====== STUDY MATERIAL ======

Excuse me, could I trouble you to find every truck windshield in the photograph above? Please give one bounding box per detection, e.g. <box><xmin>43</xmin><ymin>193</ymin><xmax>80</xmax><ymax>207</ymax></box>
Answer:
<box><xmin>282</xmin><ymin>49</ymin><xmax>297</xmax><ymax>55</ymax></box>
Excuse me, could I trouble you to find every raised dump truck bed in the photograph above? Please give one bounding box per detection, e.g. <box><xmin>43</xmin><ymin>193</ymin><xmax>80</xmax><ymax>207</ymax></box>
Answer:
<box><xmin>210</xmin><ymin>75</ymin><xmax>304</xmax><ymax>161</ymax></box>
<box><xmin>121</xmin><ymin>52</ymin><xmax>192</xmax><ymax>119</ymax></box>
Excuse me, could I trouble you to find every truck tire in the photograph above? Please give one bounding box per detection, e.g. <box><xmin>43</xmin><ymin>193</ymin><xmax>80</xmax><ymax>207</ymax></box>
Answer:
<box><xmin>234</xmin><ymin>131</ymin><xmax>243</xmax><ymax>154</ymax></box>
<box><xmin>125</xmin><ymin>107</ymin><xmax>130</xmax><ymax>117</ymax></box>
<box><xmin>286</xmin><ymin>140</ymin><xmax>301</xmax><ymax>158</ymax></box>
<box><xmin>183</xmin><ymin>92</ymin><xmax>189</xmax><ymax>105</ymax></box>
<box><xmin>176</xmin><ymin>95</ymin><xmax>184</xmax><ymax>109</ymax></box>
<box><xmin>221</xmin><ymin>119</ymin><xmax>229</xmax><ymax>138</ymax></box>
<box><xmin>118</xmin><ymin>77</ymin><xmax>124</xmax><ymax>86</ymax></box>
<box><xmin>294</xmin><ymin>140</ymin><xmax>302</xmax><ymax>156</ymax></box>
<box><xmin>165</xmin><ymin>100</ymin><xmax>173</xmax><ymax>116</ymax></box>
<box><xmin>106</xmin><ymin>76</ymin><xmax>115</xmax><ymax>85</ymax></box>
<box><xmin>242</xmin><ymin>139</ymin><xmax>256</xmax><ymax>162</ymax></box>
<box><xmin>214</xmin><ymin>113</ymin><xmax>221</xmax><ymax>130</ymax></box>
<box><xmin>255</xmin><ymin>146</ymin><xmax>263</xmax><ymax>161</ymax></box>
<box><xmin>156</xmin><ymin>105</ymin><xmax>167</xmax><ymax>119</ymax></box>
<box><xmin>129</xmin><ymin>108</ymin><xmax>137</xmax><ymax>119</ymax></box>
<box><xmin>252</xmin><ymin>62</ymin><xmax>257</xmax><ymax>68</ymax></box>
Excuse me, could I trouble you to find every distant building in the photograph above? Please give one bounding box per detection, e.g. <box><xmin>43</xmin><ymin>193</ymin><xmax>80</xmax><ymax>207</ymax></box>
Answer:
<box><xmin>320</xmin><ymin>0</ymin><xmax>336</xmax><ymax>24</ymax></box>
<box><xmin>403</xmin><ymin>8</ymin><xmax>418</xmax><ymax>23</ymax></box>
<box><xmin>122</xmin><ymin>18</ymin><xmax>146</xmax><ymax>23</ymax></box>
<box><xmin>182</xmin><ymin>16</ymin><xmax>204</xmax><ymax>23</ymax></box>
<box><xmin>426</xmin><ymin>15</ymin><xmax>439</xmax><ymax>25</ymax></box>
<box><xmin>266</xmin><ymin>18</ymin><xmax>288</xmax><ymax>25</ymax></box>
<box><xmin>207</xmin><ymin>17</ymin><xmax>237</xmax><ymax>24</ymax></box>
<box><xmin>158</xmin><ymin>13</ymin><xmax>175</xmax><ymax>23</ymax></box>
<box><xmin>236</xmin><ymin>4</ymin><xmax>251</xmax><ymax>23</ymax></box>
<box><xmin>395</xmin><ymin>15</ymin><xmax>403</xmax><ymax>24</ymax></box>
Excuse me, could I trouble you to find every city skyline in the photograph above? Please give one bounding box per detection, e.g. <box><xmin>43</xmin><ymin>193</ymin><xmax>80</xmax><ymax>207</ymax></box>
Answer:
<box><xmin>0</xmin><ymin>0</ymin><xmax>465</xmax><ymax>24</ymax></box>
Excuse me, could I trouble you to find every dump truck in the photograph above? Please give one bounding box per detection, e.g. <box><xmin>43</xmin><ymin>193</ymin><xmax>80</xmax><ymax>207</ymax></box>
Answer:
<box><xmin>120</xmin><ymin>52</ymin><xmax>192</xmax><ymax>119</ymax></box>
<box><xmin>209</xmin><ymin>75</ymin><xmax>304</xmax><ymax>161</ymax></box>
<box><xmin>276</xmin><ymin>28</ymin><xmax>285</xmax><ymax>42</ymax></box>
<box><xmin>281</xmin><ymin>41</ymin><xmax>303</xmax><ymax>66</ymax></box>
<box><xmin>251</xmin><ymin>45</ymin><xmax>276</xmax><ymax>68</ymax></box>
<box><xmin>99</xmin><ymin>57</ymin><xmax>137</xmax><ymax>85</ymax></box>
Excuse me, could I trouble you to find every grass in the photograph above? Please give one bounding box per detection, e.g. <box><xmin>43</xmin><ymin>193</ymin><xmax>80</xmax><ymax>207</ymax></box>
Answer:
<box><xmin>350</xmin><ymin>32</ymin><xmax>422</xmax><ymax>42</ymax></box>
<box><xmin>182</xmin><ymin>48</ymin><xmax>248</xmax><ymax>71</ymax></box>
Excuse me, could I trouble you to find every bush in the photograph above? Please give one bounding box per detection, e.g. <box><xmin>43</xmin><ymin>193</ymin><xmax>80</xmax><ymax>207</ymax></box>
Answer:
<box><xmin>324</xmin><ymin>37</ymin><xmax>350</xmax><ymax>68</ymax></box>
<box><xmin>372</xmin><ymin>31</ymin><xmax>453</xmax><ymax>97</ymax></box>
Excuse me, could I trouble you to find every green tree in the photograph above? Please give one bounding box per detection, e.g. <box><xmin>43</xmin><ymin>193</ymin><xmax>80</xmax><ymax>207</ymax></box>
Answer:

======
====== STUDY MATERIAL ======

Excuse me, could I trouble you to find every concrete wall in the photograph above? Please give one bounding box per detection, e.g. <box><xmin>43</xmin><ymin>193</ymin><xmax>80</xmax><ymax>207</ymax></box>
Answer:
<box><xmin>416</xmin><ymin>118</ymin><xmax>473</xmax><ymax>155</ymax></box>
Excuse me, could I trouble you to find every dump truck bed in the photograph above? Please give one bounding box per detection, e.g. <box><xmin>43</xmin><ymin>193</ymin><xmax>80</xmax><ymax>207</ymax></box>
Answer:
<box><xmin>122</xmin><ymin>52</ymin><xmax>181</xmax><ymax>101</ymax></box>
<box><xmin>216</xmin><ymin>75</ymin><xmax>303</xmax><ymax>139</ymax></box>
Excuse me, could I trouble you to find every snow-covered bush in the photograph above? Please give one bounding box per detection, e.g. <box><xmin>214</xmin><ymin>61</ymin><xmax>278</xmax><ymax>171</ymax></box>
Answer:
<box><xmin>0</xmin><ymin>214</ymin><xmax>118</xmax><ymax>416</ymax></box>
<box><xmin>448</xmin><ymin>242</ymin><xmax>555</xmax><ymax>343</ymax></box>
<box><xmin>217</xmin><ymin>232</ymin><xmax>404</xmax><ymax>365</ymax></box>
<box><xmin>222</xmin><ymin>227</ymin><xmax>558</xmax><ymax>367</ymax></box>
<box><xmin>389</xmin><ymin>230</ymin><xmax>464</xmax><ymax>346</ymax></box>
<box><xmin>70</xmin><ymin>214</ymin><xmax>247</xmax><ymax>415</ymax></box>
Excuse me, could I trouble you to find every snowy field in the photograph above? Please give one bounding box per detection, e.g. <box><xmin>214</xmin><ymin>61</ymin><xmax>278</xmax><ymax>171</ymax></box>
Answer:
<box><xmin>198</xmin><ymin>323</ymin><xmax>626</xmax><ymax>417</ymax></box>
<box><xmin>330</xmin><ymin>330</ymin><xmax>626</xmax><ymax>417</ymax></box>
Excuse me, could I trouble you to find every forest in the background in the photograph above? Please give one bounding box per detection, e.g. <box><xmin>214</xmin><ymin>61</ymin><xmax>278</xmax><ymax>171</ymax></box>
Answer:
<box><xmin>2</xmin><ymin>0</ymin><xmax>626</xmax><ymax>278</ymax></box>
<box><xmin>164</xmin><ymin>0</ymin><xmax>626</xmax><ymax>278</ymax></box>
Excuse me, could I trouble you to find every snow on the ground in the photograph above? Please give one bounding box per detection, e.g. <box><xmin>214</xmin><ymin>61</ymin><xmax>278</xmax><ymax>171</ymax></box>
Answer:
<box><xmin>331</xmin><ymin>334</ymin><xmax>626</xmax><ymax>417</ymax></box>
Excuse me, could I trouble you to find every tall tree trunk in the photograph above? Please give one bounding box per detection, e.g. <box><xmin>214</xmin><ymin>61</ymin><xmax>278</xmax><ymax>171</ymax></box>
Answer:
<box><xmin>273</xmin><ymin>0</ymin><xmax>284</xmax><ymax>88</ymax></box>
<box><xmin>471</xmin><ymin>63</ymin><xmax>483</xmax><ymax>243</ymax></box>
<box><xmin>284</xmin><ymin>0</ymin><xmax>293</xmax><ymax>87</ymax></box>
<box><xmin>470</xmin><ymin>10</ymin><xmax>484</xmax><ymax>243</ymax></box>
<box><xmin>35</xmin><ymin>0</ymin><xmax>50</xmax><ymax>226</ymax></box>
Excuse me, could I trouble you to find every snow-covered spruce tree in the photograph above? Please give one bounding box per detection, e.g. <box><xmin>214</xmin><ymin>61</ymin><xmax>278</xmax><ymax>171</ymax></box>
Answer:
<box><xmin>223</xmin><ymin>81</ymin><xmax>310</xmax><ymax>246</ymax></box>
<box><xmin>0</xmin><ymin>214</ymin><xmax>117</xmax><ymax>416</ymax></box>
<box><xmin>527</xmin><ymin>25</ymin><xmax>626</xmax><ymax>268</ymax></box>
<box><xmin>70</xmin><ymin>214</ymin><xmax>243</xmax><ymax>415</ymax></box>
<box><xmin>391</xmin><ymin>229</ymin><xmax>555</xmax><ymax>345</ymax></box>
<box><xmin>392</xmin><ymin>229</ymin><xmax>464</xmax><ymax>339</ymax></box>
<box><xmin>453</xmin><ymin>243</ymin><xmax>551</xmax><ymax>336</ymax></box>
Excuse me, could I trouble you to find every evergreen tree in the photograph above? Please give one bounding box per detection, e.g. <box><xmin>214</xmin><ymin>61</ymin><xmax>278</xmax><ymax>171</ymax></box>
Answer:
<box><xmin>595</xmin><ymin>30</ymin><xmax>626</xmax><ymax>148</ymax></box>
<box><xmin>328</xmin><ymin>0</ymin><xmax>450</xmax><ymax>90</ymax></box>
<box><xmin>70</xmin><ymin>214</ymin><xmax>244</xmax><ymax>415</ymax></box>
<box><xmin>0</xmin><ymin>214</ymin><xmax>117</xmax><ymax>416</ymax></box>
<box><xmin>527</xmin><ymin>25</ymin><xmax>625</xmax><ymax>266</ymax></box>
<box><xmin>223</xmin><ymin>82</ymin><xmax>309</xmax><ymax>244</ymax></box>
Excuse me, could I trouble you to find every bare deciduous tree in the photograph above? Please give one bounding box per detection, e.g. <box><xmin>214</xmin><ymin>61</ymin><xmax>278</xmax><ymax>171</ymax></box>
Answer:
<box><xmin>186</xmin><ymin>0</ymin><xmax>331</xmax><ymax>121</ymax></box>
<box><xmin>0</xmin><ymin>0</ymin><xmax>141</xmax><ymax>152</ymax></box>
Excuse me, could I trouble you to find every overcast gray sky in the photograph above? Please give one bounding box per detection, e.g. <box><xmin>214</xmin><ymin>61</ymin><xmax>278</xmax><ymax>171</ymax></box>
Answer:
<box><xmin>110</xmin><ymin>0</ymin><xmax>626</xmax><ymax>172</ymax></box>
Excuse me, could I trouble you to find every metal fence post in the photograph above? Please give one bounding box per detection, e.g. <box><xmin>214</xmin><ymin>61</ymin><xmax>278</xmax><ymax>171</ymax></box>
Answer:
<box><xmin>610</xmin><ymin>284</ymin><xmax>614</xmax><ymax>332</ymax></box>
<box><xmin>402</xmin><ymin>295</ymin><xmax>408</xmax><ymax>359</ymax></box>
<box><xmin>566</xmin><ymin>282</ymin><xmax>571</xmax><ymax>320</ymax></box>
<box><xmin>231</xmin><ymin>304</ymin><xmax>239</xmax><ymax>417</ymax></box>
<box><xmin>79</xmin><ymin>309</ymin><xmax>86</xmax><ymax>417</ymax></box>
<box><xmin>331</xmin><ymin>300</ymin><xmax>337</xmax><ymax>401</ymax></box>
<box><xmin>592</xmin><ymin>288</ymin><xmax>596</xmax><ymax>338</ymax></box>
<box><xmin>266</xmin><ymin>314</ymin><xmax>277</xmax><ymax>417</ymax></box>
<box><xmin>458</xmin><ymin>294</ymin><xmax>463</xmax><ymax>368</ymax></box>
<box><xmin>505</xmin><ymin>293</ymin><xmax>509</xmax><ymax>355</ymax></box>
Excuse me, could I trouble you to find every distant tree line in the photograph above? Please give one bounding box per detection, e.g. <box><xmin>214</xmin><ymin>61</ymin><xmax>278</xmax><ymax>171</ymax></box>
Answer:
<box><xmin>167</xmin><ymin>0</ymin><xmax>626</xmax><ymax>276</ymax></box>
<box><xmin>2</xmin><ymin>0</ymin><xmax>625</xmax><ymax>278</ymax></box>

======
====== STUDY MATERIAL ======

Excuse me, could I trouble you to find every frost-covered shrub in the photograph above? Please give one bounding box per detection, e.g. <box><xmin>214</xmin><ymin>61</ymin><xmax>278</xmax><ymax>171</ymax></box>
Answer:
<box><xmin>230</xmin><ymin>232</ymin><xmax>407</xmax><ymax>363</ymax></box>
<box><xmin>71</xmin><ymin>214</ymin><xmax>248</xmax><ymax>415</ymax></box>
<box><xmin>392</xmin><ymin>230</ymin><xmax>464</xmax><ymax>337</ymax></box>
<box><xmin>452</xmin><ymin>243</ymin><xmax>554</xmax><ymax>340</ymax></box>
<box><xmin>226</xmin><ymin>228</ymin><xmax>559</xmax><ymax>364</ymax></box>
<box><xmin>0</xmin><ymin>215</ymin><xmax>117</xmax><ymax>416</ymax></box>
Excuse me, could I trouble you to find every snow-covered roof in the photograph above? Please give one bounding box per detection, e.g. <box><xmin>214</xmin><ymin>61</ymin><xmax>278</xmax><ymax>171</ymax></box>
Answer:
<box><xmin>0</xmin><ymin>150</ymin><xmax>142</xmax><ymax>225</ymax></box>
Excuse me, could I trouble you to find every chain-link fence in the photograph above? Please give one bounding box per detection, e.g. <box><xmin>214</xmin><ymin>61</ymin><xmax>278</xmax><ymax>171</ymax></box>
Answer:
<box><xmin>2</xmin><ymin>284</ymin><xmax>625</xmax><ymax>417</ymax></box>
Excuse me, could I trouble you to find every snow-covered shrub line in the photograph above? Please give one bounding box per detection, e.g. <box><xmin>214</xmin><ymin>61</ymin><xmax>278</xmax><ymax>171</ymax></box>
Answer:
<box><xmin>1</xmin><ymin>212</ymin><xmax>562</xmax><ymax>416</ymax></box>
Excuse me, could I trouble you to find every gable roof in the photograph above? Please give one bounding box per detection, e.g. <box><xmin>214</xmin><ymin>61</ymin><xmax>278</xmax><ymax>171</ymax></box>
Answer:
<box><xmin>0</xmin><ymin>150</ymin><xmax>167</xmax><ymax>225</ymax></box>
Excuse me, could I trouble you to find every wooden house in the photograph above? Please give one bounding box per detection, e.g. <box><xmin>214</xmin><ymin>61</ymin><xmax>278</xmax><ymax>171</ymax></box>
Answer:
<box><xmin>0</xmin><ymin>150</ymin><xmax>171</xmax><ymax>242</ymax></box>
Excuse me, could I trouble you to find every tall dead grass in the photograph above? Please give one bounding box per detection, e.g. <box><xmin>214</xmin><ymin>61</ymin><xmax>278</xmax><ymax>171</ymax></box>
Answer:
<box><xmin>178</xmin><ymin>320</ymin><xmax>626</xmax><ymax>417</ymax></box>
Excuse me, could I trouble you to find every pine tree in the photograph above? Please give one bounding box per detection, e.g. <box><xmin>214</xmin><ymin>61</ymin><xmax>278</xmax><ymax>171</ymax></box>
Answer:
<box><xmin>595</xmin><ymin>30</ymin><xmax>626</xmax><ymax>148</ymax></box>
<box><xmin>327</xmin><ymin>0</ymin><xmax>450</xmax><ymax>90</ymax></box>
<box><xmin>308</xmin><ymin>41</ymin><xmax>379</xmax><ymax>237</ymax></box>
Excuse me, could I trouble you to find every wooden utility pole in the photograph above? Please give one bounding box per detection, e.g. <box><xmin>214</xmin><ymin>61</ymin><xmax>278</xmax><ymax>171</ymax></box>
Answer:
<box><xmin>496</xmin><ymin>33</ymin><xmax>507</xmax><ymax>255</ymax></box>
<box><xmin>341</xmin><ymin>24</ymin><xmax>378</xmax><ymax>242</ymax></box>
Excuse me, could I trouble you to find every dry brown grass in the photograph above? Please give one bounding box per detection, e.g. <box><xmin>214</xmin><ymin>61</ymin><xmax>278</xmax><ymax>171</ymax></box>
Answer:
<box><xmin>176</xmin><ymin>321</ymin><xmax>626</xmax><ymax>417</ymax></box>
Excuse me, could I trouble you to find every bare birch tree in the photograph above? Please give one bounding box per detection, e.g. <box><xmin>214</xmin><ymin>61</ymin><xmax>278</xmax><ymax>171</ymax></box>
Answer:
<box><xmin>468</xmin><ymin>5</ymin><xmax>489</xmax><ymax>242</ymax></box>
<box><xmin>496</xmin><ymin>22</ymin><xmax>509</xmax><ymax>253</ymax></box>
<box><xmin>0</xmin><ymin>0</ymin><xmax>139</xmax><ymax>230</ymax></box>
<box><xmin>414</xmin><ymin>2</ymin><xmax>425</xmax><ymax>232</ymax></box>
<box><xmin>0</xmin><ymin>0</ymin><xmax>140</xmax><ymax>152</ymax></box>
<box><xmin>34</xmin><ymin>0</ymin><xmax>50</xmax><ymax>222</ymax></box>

======

Read through the lines above and collect those that contain the string "shrub".

__EXERCISE RESULT__.
Excuse me, could I trouble you to find every frost-covered shrub in the photograph above? Please give one bounding box per detection, e.g. <box><xmin>214</xmin><ymin>61</ymin><xmax>278</xmax><ymax>171</ymax></box>
Excuse me, could I trouble you to find every snow-covered shrub line in the photograph above? Please give one bounding box per detection, e.g. <box><xmin>214</xmin><ymin>61</ymin><xmax>278</xmax><ymax>171</ymax></box>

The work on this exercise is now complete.